*** Document segment Section Begins ***

Olive Statham walks into Howlong Preschool with a huge smile and a cuddle for all her educators.
The bubbly 5-year-old, with an "infectious personality", adores singing and dancing and all things unicorn related, says the centre's director Olivia-Rose Pepper.
Olive has been enrolled at the preschool since the start of 2019 and she has brought a magical quality to the close-knit community there, according to Ms Pepper.
This month the preschool is celebrating Williams Syndrome Awareness Month and the special "superpowers" that come with Olive's rare genetic disorder, which affects 1 in 10,000 people worldwide.
The condition is caused by the deletion of 26-28 genes on chromosome 7 and brings a range of physical and intellectual challenges often accompanied by a very sociable personality.
This year amid the constraints of coronavirus and in the absence of the annual Border Unicorn Festival, started by Olive's mum Robyn in 2018, the preschool is taking some of Olive's favourite things and transforming them into a delightful program of activities.

*** Document segment Section Ends ***

# Prompt
Rewrite the preschool article between "The bubbly 5-year-old, with" and "director Olivia-Rose Pepper.", inclusive, with "bubbly" swapped for "cheerful".

*** Extracted records Section Begins ***

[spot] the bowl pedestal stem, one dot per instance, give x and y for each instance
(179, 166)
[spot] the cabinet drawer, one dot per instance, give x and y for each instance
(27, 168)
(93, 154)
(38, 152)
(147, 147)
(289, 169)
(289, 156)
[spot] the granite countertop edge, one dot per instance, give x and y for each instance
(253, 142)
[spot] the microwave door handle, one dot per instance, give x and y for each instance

*** Extracted records Section Ends ***
*** Extracted records Section Begins ***

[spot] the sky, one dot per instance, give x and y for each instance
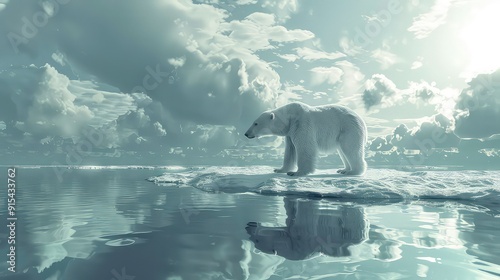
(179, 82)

*** Extracted records Section Ends ***
*** Extracted records Section Begins ***

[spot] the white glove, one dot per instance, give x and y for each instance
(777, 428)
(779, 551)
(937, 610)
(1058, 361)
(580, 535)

*** Extracted records Section Ends ***

# Solution for this exercise
The cheerful 5-year-old, with an "infectious personality", adores singing and dancing and all things unicorn related, says the centre's director Olivia-Rose Pepper.